Data records:

---+---

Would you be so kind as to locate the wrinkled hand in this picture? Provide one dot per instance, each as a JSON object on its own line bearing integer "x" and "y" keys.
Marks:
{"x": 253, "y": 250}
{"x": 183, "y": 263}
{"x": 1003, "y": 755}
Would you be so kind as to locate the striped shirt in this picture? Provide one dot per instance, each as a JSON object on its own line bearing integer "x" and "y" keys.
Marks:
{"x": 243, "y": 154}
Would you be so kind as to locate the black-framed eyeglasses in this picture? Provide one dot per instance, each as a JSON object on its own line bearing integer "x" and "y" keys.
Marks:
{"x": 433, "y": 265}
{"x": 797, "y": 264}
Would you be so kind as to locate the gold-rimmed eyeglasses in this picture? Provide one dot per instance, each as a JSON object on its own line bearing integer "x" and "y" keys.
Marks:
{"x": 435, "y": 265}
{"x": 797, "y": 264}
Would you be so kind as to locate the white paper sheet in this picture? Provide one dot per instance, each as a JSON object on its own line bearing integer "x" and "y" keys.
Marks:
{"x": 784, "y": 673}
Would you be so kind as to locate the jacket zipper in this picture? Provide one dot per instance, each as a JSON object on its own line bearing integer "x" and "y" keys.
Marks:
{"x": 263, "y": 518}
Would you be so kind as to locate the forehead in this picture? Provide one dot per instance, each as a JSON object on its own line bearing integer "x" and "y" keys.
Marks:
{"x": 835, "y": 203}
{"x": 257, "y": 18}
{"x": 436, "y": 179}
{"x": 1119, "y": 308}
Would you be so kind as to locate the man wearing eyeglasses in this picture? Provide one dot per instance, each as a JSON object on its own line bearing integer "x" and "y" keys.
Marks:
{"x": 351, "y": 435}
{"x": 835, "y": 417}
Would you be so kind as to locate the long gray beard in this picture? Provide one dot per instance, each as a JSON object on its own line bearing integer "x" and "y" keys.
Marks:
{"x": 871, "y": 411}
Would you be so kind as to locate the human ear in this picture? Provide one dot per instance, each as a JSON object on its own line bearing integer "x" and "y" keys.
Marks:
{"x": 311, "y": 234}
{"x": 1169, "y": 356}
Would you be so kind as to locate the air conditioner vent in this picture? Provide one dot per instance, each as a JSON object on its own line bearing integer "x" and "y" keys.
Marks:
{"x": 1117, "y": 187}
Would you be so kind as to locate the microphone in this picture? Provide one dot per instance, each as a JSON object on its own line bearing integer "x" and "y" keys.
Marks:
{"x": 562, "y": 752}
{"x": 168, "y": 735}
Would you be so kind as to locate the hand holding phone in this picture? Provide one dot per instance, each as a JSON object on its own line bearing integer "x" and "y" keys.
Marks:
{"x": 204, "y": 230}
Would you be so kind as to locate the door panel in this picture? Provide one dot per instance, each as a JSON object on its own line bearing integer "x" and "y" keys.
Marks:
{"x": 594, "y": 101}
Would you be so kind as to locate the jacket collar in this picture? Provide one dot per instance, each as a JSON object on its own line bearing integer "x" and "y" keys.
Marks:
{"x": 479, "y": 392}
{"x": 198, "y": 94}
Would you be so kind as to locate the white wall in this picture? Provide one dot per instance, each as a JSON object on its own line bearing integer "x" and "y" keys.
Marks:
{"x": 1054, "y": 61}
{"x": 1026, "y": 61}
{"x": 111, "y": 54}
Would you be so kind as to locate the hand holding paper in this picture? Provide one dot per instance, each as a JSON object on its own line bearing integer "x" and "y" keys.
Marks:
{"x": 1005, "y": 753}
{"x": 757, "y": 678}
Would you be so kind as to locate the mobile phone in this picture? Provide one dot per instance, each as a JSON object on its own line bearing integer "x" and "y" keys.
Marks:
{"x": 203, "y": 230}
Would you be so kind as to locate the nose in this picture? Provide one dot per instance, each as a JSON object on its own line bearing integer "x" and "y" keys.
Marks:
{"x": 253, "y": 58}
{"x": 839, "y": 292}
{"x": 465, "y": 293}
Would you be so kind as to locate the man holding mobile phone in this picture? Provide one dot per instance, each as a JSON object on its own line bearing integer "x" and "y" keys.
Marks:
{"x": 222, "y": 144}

---+---

Retype all of the data exactly, so that nothing differs from what is given.

Would you be so kind as to locate the wrinkled hand in this picture? Provide one dot per instance, each as a JSON object on its own line bearing integer "x" and "y" keys.
Marks:
{"x": 253, "y": 250}
{"x": 183, "y": 263}
{"x": 1003, "y": 755}
Would you be so kind as to locate the striped shirt in this picture? Provide one dot per instance, each as a JSON object on its own line bearing integer "x" and "y" keys.
Marks:
{"x": 243, "y": 154}
Would you be so kind as to locate the black-framed eyeglasses in this picture? Provide one dot per instance, each as a JSON object on its own line bearing integer "x" and "y" keys.
Marks:
{"x": 433, "y": 265}
{"x": 797, "y": 264}
Would you be so kind as to locate the gold-rimmed eyeglasses in this picture? Provide one dot per instance, each as a JSON object on its own line bearing integer "x" and "y" keys.
Marks:
{"x": 435, "y": 265}
{"x": 797, "y": 264}
Would you be so kind as to locate the white paper sheet in this picture? Provide one dot per instance, each as a JSON object on its own line bearing integer "x" and "y" keys.
Marks:
{"x": 784, "y": 673}
Would you be so kind as to locate the jacket zipper in this picture? Provide one dot per instance, each as a JSON object on its own line bearing integer "x" and "y" keys.
Marks:
{"x": 263, "y": 518}
Would you be so kind as to locate the forehead in this picture? Provide one dot per instance, each as a JSON object on its own line bearing integer "x" and "y" keys.
Marks:
{"x": 835, "y": 203}
{"x": 257, "y": 18}
{"x": 436, "y": 179}
{"x": 1119, "y": 308}
Would you be so kind as to locate the man wearing eyeglasses in this picture? Provide one dot per instance, each as a JSON object on its own line bearing integer "x" and "y" keys.
Marks:
{"x": 351, "y": 435}
{"x": 835, "y": 417}
Would you be so kind as to locate the long gray beard in this picture? Provide one dot per instance, each as a JSON object on its own line bearing integer "x" and "y" keys.
Marks:
{"x": 871, "y": 411}
Would you be so kind as to locate the human ear in this picture? Provide one dot per instance, each as a JSON object on its own line bearing integer "x" and "y" keys.
Marks:
{"x": 311, "y": 234}
{"x": 1169, "y": 356}
Would you be so kind as to locate the air conditioner vent in this picture? Provide one dot per instance, each as a JSON object on its own line bearing integer "x" and "y" keys.
Marks:
{"x": 1117, "y": 187}
Would you be so kind as to locate the microphone in this picture? Provide one dot per instance, each as a JSON object on its own line bearing integer "x" and "y" keys.
Marks:
{"x": 562, "y": 752}
{"x": 168, "y": 735}
Would you be so kind as to locate the hand holding phone in this picture? Provide one dot per instance, each as a JSON object on its own line bearing integer "x" and "y" keys.
Marks:
{"x": 204, "y": 230}
Would you be so kind as to locate the door panel in this picture? Provide one dot per instance, each as a JSON object on its own line bearing integer "x" and "y" keys.
Marks:
{"x": 594, "y": 101}
Would you be so kind as to locate the jacket collar in this picture? Provide one dot per instance, each as a JSON object on its own line bearing integer "x" and "y" keys.
Marks:
{"x": 479, "y": 392}
{"x": 198, "y": 94}
Would you be so kind as to locate the white wall in this picture? Provide one dot per instance, each as a JSON object on its own line bearing integer "x" and "y" keys.
Marks:
{"x": 1054, "y": 61}
{"x": 1026, "y": 61}
{"x": 111, "y": 54}
Would you be so kind as to locate the hand holding paper in this picture? Provide one dot per instance, each as a JSON object on its own line bearing integer "x" and "y" keys.
Marks:
{"x": 1005, "y": 753}
{"x": 757, "y": 678}
Would you be so kind as to locate the mobile phone in this picture? Provide one dot per instance, each as a JSON object on its own line bearing integer "x" and "y" keys.
Marks:
{"x": 203, "y": 230}
Would you be so kind as to locate the nose in this picture? Provide one dot per instance, each as a JSON object on its own line bearing integer "x" and "y" keys.
Marks:
{"x": 253, "y": 58}
{"x": 839, "y": 292}
{"x": 465, "y": 293}
Would you be so kind as to locate the man holding mobile phone in this picture? Provide one dot per instance, each as a JSON object on its own line bearing integer "x" and "y" keys.
Marks:
{"x": 222, "y": 144}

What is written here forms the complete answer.